* WHAT YOU ARE ASKED TO DO *
Could you express all the rows below as a Markdown table with two columns, No. for the row number and Line for the text of that row, leaving out any blank lines?

** Start of ENTRIES SUPPLIED **

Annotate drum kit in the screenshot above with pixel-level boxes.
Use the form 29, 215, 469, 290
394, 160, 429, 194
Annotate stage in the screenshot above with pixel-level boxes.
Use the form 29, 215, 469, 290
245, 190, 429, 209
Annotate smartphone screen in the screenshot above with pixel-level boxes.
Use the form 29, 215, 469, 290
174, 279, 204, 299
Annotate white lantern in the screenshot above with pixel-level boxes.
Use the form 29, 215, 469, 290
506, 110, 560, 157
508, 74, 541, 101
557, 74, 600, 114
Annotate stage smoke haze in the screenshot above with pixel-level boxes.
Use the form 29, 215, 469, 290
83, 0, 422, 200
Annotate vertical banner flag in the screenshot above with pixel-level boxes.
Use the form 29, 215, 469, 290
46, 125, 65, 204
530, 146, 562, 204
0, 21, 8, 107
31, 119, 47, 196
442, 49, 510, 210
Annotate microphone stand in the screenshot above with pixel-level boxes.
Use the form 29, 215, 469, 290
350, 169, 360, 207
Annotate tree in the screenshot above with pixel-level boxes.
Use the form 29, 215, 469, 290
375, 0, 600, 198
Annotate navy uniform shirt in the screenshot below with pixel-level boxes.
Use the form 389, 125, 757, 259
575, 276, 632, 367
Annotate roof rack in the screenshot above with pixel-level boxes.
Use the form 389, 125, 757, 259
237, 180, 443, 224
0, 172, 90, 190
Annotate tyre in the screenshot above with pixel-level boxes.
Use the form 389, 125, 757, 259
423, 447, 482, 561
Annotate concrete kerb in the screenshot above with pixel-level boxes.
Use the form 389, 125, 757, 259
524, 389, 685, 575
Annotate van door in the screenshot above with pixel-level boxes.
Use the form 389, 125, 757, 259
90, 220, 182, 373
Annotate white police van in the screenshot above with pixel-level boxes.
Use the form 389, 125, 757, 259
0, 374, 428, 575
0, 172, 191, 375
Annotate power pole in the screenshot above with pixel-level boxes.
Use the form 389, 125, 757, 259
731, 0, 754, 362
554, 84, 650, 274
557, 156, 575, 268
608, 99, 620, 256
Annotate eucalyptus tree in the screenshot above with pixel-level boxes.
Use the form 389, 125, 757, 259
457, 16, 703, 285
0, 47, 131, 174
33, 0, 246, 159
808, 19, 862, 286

** End of ENTRIES SUPPLIED **

* SOLUTION TO THIS TASK *
| No. | Line |
|---|---|
| 1 | Annotate drum kit in the screenshot above with pixel-level boxes. |
| 2 | Use the form 29, 215, 469, 290 |
| 3 | 394, 160, 429, 194 |
| 4 | Annotate stage in the screenshot above with pixel-level boxes. |
| 5 | Use the form 29, 215, 469, 290 |
| 6 | 245, 190, 429, 209 |
| 7 | Annotate smartphone screen in the screenshot above with pixel-level boxes. |
| 8 | Use the form 29, 215, 469, 290 |
| 9 | 174, 279, 204, 299 |
| 10 | Annotate white lantern in the screenshot above with pixel-level boxes. |
| 11 | Use the form 29, 215, 469, 290 |
| 12 | 506, 110, 560, 157 |
| 13 | 508, 74, 541, 101 |
| 14 | 557, 74, 600, 114 |
| 15 | Annotate stage smoke haze in the screenshot above with pixel-level boxes. |
| 16 | Use the form 29, 215, 469, 290 |
| 17 | 83, 0, 422, 200 |
| 18 | Annotate vertical banner flag in the screenshot above with pixel-level boxes. |
| 19 | Use the form 29, 215, 469, 290 |
| 20 | 46, 125, 65, 204 |
| 21 | 530, 146, 562, 204 |
| 22 | 0, 21, 8, 107 |
| 23 | 31, 119, 47, 196 |
| 24 | 442, 49, 510, 210 |
| 25 | Annotate microphone stand in the screenshot above with pixel-level boxes. |
| 26 | Use the form 29, 215, 469, 290 |
| 27 | 350, 169, 360, 207 |
| 28 | Annotate tree in the screenshot above with pixel-level boxes. |
| 29 | Use the form 29, 215, 469, 290 |
| 30 | 375, 0, 600, 198 |
| 31 | Annotate navy uniform shirt in the screenshot below with pixel-level boxes. |
| 32 | Use the form 389, 125, 757, 259 |
| 33 | 575, 276, 632, 367 |
| 34 | Annotate roof rack in the screenshot above with pixel-level boxes. |
| 35 | Use the form 389, 125, 757, 259 |
| 36 | 237, 180, 443, 224 |
| 37 | 0, 172, 90, 190 |
| 38 | Annotate tyre in the screenshot above with pixel-level boxes. |
| 39 | Use the form 389, 125, 757, 259 |
| 40 | 423, 447, 482, 561 |
| 41 | Annotate concrete kerb in the screenshot above with pixel-level boxes. |
| 42 | Use the form 389, 125, 757, 259 |
| 43 | 524, 389, 685, 575 |
| 44 | Annotate van door in the screenshot above with pixel-level boxes. |
| 45 | Use the form 389, 125, 757, 259 |
| 46 | 90, 220, 182, 373 |
| 47 | Annotate white police van in the screenshot above with pixel-level boxes. |
| 48 | Use the form 389, 125, 757, 259 |
| 49 | 0, 374, 428, 575 |
| 50 | 0, 172, 191, 375 |
| 51 | Annotate power pole in the screenshot above with pixel-level boxes. |
| 52 | Use the form 389, 125, 757, 259 |
| 53 | 731, 0, 754, 362 |
| 54 | 554, 84, 650, 274 |
| 55 | 557, 156, 575, 268 |
| 56 | 608, 99, 620, 256 |
| 57 | Annotate eucalyptus tree in the screenshot above with pixel-level boxes. |
| 58 | Use the form 389, 125, 757, 259 |
| 59 | 457, 16, 703, 285 |
| 60 | 0, 47, 131, 174 |
| 61 | 33, 0, 246, 159 |
| 62 | 808, 19, 862, 286 |